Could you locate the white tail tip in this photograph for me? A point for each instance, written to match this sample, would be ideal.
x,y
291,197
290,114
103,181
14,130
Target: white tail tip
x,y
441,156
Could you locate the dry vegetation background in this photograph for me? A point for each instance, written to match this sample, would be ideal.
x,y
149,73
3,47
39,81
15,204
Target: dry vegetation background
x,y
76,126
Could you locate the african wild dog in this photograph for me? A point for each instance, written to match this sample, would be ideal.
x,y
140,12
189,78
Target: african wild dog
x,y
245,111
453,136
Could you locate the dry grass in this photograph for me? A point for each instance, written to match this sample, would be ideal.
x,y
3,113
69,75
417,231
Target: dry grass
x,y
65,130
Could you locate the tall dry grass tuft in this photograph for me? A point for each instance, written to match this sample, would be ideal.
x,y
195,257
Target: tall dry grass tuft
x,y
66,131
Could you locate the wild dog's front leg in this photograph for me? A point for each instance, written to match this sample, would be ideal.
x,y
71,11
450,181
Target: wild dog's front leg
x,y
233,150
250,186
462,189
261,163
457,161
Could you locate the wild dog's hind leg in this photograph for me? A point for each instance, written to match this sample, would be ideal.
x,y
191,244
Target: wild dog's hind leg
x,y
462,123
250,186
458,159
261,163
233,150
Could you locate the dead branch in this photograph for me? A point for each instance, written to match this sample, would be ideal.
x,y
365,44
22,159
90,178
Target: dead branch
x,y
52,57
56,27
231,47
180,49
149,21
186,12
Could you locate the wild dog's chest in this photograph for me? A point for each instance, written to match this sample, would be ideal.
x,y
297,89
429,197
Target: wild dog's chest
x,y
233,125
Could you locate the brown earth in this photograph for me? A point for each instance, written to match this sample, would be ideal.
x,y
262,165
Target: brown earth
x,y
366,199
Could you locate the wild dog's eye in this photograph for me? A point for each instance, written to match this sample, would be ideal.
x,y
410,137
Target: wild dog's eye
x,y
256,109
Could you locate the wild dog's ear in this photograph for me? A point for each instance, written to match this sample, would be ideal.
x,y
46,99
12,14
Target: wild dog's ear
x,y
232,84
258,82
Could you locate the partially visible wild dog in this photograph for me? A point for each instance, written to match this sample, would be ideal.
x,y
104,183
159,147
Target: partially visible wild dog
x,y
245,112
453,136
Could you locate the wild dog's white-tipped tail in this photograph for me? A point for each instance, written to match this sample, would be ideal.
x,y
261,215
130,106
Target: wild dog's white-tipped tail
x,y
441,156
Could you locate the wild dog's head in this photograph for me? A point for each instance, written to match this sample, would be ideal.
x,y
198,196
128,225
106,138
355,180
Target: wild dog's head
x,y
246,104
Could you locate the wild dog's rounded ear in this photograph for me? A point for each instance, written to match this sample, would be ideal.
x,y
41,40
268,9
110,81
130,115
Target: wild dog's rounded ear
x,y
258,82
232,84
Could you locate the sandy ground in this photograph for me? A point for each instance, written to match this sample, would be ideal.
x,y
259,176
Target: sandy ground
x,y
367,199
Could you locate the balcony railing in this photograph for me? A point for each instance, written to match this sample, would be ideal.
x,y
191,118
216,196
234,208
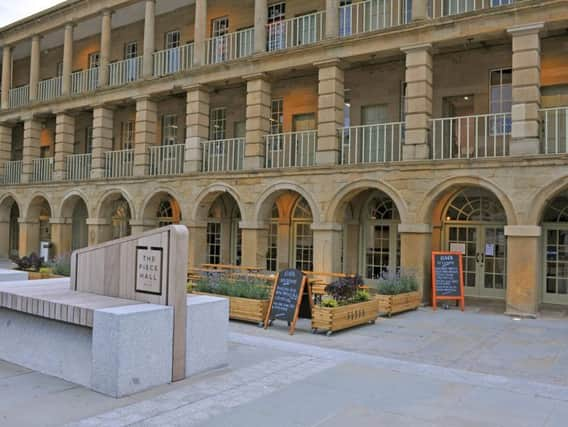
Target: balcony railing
x,y
291,150
174,60
84,81
223,155
299,31
78,167
12,172
19,96
373,15
42,169
441,8
230,46
49,89
471,137
379,143
554,130
126,71
167,160
119,164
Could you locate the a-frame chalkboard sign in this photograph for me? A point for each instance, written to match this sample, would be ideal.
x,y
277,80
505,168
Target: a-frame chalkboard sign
x,y
447,278
289,288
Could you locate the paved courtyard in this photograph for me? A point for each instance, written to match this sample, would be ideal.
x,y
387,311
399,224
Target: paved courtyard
x,y
418,369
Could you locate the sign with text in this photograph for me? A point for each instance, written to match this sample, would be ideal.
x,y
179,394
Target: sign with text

_Assignment_. Reproduce the records verbatim, omitting all images they contain.

_Answer to the exercise_.
Could you locate the white tail tip in this photograph for me? A point for each instance, written to match this sample, would be ideal.
x,y
291,197
290,114
103,181
14,130
Target: white tail tip
x,y
441,156
Could you locate the dry vegetation background in this photograph for me? A point for each instance, written to match this sample, would be ideal.
x,y
149,73
3,47
39,81
15,204
Target: dry vegetation background
x,y
76,126
Could you locate the african wild dog in this photograph for me? A point for each instance, written to match this sample, would be ideal.
x,y
140,12
189,78
Target: african wild dog
x,y
245,111
453,136
Could you locate the dry grass in this photograph for me? A point for each instance, written to match this sample, would be ideal.
x,y
3,113
69,75
417,231
Target: dry grass
x,y
65,130
Could you locate the tall dry grass tuft in this photograph for me? A point for each instance, written to match this sample, would be ideal.
x,y
195,257
Target: tall dry grass tuft
x,y
66,131
Could you locate the wild dog's front leg in this photograph for me? A point for each instance, written to match this sample, would be ideal.
x,y
71,11
450,181
Target: wild dog's front leg
x,y
233,150
250,186
462,189
261,163
457,161
Could you locate the wild dog's hind leg in this photograph for me? A point for each instance, written to match this sample, would be ideal.
x,y
191,244
Target: wild dog's hind leg
x,y
462,123
250,186
458,159
261,163
233,150
Could you locate the dead branch in this photograph for me? A point for each instance, written to match this sample, would be ideal.
x,y
365,44
22,159
90,178
Target: dead branch
x,y
52,57
56,27
231,47
180,49
149,21
186,12
Could you locate the wild dog's chest in this photograph for me? A point for each instance, written to match this sample, would be ideal.
x,y
297,89
429,197
Target: wild dog's chest
x,y
233,125
Could you locate the brown earth in this photograph for me? A point for each instance, written to match this sample, would be ideal.
x,y
262,165
Target: brown earth
x,y
366,199
Could you locate the wild dog's eye in this photograph for me? A point for each instance, written to match this sample, would be ideal.
x,y
410,137
Target: wild dog's eye
x,y
256,109
Could you locate the wild dog's ear in this photograph for me? A point for each instance, written to match this sample, would be ideal.
x,y
46,99
12,14
Target: wild dog's ear
x,y
232,84
258,82
Could you locate the partially visible wild dog in this photograph for me? A point for each instance, written to match this sample, would be ideal.
x,y
104,183
159,147
Target: partially visible wild dog
x,y
245,112
453,136
Could you locate the wild dog's white-tipped tail in this photograph for me? A point for each instance, written to match this sample, would be ideal.
x,y
261,215
130,106
Target: wild dog's white-tipped tail
x,y
441,156
Could you locate the wild dog's head in this photograph for me? A point for each instance, written to match this sample, would be ideal.
x,y
198,196
128,225
106,138
355,180
Target: wild dog's head
x,y
246,104
Could you locate the wild dog's rounded ear in this photograph for me? A point for each instance, written to match this sample, would be ideal.
x,y
41,40
268,9
110,81
130,115
Target: wild dog's rounded ear
x,y
258,82
232,84
Could you locate the sandy ground in this photograph for me? A point for each instance, written to match this sample, would be ideal.
x,y
259,176
Target: sandy ground
x,y
367,199
Could you locate the balcony railing in this photograph for me? A point for each instance, written to match this sample, would be ideal.
x,y
191,118
216,196
234,208
Target: balcony railing
x,y
291,150
174,60
84,81
223,155
299,31
78,167
12,172
19,96
373,15
42,169
441,8
230,46
49,89
471,137
379,143
554,130
126,71
167,160
119,164
Could you locate the a-frame chalkboard sign in this photograph for me? A point for each instance, written to match this sample, would be ideal.
x,y
277,80
505,168
Target: a-frame chalkboard sign
x,y
447,278
289,288
Could you locate the paved courtyard in this photograph for me? A point for each instance, written to match this sample, would be ideal.
x,y
387,311
399,224
Target: paved courtyard
x,y
418,369
Could you locate the sign with text in this photograph for me? A point for each instance, written to match this sample, would be ideal.
x,y
179,394
Target: sign with text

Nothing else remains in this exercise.